*課題と演習:*
- 1) 教育訓練給付金の記事が、解説または紹介すると述べている事項をすべて挙げること。
- 2) 教育訓練給付金の記事を、最後の行の後から書き継ぐこと。

*本文抜粋:*
· · · · · · ·

大学院進学

教育訓練給付金を大学院での学び直しに活用しよう!支給対象者や申請方法を解説

教育訓練給付金とは、社会人の能力開発やキャリア形成などに役立つ指定の教育訓練を修了した際、支給される給付金です。大学院での学び直しにも活用でき、経済的な支援を受けながら、スキルアップや資格取得を目指せます。

今回は、教育訓練給付制度の利用を検討している方に向けて、制度の概要や支給対象、必要な申請手続きなどを解説します。教育訓練給付制度を活用するメリットや注意点なども紹介しているため、ぜひ参考にしてください。

なお、教育訓練給付制度の受付方法や具体的な手続きは、実施機関(大学院)によって異なります。制度の利用を考えている場合は、事前に実施機関のウェブサイトで調べたり、問い合わせをしたりして、必要な情報を収集しておきましょう。

社会人が利用できる教育訓練給付金とは

教育訓練給付金とは、厚生労働省が実施する「教育訓練給付制度」によって、対象者に支給される給付金のことです。

教育訓練給付制度とは、厚生労働大臣が指定する教育訓練を修了した際に、受講費用の一部が支給される制度です。働く方の能力開発やキャリア形成を支援し、雇用の安定と就職の促進を図ることを目的としています。

教育訓練の種類・支給額

教育訓練には、以下の3種類があります。

教育訓練の種類 対象 支給額
専門実践教育訓練 労働者の中長期的キャリア形成に資する教育訓練 受講費用の50%(年間上限40万円)が訓練受講中6か月ごとに支給される(※)

· · · · · · ·

*データ抜粋:*
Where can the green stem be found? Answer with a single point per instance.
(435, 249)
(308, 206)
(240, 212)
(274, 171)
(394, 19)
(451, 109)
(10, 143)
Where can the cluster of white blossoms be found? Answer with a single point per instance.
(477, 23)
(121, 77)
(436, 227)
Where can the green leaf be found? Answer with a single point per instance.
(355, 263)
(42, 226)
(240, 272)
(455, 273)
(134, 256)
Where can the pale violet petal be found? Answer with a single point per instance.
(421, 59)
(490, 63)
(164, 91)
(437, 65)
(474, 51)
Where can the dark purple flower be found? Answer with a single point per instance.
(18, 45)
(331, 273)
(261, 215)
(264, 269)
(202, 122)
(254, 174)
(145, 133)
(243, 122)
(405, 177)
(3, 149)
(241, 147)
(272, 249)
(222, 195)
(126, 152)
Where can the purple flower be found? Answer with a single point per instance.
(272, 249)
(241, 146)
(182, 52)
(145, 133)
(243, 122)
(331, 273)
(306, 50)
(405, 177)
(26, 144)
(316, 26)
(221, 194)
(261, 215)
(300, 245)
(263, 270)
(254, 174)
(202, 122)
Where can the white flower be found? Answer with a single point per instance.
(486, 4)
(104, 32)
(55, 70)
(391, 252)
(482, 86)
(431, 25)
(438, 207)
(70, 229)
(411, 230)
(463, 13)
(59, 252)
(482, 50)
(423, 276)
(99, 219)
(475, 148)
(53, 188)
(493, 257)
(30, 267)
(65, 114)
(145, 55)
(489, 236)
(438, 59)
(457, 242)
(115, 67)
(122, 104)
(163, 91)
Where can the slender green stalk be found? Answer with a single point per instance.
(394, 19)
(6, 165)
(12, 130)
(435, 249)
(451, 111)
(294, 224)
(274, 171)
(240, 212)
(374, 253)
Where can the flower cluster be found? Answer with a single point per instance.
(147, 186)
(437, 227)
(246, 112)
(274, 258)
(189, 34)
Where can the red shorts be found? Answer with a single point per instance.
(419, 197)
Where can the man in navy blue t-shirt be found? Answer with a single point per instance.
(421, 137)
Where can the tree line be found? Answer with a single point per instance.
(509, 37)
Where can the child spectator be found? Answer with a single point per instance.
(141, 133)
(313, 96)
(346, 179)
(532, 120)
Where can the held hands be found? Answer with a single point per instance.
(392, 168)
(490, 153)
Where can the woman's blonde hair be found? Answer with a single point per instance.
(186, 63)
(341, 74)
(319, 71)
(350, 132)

· · · · · · ·

*解答一覧:*
- 1)
制度の概要
支給対象
必要な申請手続き
教育訓練給付制度を活用するメリット
注意点

- 2)
特定一般教育訓練 労働者の速やかな再就職や、早期のキャリア形成に資する教育訓練 受講費用の40%(上限20万円)が訓練修了後に支給される
一般教育訓練 雇用の安定・就職の促進に資する教育訓練 受講費用の20%(上限10万円)が訓練修了後に支給される

※資格取得等をし、かつ訓練修了後1年以内に雇用保険の被保険者として雇用された場合は、受講費用の20%(年間上限16万円)が追加支給されます。

参考:厚生労働省「教育訓練給付制度」

大学院の講座も教育訓練給付金制度の対象となる

大学院では、正規生としての課程だけでなく、科目履修や履修証明プログラムも、教育訓練給付金制度の対象となるのが特徴です。現在社会人として働いている方が、スキルアップや学び直しを目的に大学院の授業を受講する場合、教育訓練給付金制度を利用できる可能性があります。

具体的には、以下のような講座・プログラムが対象です。大学院によって、対象となるプログラムは異なります。出願や申請にあたっては、自身が利用を希望する制度が対象に該当するかどうかを必ず確認しましょう。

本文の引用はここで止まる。